*YOUR INSTRUCTIONS*: Copy out every one of the entries below word for word, keeping each line in its original order.

start

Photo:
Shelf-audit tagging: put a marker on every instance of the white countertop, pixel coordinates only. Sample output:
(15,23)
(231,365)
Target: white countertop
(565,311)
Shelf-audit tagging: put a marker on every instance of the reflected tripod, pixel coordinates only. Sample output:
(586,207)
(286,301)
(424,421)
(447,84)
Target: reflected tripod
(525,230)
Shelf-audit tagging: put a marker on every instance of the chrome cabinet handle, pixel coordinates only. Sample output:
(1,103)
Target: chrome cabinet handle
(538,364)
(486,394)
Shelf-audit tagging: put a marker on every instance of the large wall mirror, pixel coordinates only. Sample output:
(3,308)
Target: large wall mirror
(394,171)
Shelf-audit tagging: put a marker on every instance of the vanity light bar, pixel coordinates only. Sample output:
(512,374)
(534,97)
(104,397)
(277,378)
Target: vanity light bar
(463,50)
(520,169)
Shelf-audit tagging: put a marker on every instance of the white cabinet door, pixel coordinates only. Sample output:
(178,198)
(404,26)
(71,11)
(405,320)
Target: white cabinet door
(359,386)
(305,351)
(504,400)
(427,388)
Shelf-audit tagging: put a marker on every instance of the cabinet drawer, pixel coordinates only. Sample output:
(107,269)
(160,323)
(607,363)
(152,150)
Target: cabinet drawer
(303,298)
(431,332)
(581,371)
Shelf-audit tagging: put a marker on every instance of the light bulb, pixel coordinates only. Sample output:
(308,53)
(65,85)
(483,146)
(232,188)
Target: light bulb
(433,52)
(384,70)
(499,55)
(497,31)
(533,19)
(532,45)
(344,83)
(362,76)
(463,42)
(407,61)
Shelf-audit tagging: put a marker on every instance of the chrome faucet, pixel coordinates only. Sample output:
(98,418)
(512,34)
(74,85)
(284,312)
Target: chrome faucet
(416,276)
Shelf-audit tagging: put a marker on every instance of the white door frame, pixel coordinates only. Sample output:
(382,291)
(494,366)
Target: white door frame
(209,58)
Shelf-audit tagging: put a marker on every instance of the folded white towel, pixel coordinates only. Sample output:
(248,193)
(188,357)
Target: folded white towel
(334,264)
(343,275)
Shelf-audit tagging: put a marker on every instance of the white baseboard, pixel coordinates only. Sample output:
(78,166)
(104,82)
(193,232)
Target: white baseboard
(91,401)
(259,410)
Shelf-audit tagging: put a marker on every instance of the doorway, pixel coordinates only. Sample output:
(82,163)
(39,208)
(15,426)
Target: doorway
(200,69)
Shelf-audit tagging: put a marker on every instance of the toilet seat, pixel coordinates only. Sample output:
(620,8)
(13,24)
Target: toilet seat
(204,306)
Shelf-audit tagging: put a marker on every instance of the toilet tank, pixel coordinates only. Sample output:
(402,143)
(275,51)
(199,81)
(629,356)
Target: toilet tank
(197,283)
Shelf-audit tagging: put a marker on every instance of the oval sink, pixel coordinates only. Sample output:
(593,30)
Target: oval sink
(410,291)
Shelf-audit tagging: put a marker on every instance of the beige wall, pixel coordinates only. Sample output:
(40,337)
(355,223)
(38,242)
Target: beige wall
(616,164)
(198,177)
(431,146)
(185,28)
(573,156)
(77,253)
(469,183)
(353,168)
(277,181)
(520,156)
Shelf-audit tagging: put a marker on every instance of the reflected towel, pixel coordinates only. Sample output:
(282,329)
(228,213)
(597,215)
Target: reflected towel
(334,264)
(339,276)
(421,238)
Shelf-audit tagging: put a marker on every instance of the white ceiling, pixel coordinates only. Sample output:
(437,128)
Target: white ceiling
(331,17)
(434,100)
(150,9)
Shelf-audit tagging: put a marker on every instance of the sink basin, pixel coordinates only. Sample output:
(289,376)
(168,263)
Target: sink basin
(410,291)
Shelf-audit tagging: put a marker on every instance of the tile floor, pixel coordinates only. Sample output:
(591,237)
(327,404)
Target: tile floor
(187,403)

end

*REPLY TO THE TASK*:
Photo:
Shelf-audit tagging: put a marker on every instance of the white countertop, pixel coordinates only. Sample output:
(15,23)
(231,365)
Target: white countertop
(565,311)
Shelf-audit tagging: put a marker on every instance of the reflected tripod, pixel coordinates only. Sample output:
(586,207)
(286,301)
(424,421)
(447,84)
Target: reflected tripod
(525,230)
Shelf-audit tagging: put a marker on every instance of the chrome cabinet handle, pixel coordinates only. Sample output:
(1,103)
Target: chrome cabinet handle
(538,364)
(486,394)
Shelf-audit tagging: put a marker on every instance of the large wall mirror, pixel coordinates only. Sample output:
(3,308)
Target: large wall mirror
(394,171)
Shelf-audit tagging: put a marker on every instance of the vanity light bar, pixel coordinates only. Sample output:
(512,374)
(534,97)
(104,397)
(277,378)
Target: vanity light bar
(463,50)
(520,169)
Shelf-audit tagging: put a marker on every instance of the white cabinet door, pixel coordinates only. Sample output:
(178,198)
(404,26)
(71,11)
(405,320)
Target: white cabinet door
(359,386)
(305,351)
(504,400)
(427,388)
Shelf-audit tagging: put a marker on every instance of the cabinet drawer, pixel coordinates only. Sample output:
(107,269)
(160,323)
(607,363)
(152,150)
Target: cabinet drawer
(303,298)
(431,332)
(581,371)
Shelf-audit tagging: put a marker on every instance of the light bulb, pixel coordinates only. Sample output:
(308,53)
(65,85)
(483,146)
(232,188)
Target: light bulb
(433,52)
(384,70)
(499,55)
(497,31)
(533,19)
(532,45)
(344,83)
(362,76)
(463,42)
(407,61)
Shelf-audit tagging: put a marker on every instance of the chrome faucet, pixel coordinates only. Sample output:
(98,418)
(512,34)
(74,85)
(284,312)
Target: chrome faucet
(416,276)
Shelf-audit tagging: put a marker on every instance of the white door frame, pixel coordinates only. Sample output:
(382,291)
(494,366)
Target: white door frame
(209,58)
Shelf-audit tagging: put a marker on every instance of the folded white towel, pixel coordinates only. Sample output:
(248,193)
(188,357)
Target: folded white towel
(334,264)
(343,275)
Shelf-audit tagging: put a marker on every instance of the white baseboard, pixel coordinates only. Sample output:
(78,166)
(104,82)
(193,232)
Target: white baseboard
(91,401)
(259,410)
Shelf-audit tagging: put a marker on every instance of the doorway, pixel coordinates only. Sample output:
(82,163)
(39,208)
(15,426)
Target: doorway
(200,69)
Shelf-audit tagging: put a marker on every instance of the toilet seat, pixel coordinates only. Sample output:
(620,8)
(13,24)
Target: toilet seat
(204,306)
Shelf-audit tagging: put a marker on every instance of the toilet tank, pixel coordinates only. Sample output:
(402,143)
(275,51)
(199,81)
(629,356)
Target: toilet tank
(197,283)
Shelf-audit tagging: put a marker on every instance of the oval sink, pixel coordinates only. Sample output:
(593,30)
Target: oval sink
(410,291)
Shelf-audit tagging: put a marker on every instance of the beige wall, pixel coordinates only. Sample output:
(40,337)
(355,223)
(38,242)
Target: beige wall
(616,164)
(198,177)
(431,146)
(185,28)
(573,156)
(77,253)
(469,183)
(353,168)
(277,181)
(520,156)
Shelf-audit tagging: put a marker on every instance of the reflected towel, pixel coordinates only. Sample output:
(282,329)
(228,213)
(597,215)
Target: reflected towel
(334,264)
(339,276)
(421,238)
Shelf-audit tagging: put a marker on every instance of the white ceiling, pixel coordinates only. Sample output:
(437,128)
Target: white ceiling
(331,17)
(434,100)
(150,9)
Shelf-audit tagging: put a marker on every instance of the sink basin, pixel coordinates only. Sample output:
(289,376)
(168,263)
Target: sink basin
(410,291)
Shelf-audit tagging: put a marker on every instance of the tile floor, pixel coordinates only. Sample output:
(591,237)
(327,404)
Target: tile floor
(187,403)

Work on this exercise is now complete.